AIM OF THE EXERCISE →
Rewrite the entries from the line containing "TARGET: street lamp post" through the end, putting "widest part" in place of "thickest part" and keeping everything else the same.

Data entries
-*-*-

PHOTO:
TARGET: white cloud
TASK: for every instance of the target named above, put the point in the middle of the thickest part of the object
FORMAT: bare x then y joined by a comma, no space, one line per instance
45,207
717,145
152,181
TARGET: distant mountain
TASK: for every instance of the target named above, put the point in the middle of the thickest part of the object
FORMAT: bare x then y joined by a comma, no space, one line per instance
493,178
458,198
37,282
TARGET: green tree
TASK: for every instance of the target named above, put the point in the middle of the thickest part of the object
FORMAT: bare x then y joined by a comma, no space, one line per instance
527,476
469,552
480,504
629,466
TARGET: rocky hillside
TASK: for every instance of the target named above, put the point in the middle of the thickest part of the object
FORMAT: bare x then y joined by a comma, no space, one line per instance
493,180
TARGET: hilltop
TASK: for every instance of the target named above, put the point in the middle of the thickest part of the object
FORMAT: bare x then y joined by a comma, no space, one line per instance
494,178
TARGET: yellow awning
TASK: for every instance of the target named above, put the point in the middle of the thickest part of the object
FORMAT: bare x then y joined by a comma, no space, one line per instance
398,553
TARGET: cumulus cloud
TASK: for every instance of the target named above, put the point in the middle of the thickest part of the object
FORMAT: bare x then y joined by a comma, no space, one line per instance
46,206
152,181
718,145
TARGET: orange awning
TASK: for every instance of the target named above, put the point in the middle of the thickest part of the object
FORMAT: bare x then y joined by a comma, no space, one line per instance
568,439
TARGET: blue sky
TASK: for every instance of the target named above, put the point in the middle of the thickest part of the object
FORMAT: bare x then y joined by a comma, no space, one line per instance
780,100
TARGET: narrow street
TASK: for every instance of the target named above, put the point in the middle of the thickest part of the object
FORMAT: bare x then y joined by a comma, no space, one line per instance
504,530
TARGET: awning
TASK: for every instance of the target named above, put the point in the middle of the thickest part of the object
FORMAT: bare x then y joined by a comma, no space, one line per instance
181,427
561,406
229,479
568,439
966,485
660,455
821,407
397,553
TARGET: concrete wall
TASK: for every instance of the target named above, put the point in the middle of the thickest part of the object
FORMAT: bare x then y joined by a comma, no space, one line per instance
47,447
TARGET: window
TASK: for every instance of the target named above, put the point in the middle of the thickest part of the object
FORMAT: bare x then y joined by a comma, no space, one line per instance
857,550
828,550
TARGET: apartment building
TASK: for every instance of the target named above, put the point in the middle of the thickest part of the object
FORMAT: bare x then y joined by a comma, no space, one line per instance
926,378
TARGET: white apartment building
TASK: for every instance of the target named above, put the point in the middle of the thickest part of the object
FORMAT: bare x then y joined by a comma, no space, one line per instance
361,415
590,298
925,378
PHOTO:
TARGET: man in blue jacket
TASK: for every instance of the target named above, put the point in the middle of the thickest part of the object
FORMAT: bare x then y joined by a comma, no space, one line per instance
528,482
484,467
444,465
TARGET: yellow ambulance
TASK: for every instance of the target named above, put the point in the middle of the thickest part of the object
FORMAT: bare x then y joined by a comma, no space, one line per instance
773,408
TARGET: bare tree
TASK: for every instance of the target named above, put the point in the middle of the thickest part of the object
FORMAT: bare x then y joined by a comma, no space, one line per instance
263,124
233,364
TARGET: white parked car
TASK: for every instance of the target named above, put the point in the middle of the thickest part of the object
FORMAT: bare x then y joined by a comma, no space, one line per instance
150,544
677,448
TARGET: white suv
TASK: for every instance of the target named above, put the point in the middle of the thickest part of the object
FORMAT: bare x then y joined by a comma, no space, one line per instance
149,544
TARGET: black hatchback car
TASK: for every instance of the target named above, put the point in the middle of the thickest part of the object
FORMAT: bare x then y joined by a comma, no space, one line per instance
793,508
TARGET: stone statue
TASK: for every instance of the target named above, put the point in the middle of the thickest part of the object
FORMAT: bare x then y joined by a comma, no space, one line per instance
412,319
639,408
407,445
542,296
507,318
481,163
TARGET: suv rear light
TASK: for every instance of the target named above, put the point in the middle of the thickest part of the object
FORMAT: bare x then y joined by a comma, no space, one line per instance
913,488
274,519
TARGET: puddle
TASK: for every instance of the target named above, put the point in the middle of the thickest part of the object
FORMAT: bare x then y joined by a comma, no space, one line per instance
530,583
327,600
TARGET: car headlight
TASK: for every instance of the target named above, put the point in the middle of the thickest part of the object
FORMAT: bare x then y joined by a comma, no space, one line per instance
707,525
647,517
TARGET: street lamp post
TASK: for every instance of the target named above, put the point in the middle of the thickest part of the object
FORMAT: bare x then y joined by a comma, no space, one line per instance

-*-*-

THE OUTPUT →
TARGET: street lamp post
TASK: for every instance of the target named above, put the point in the middle of the widest part of the object
FORMAT: bare x then y joined by a comma, no space, one line per instance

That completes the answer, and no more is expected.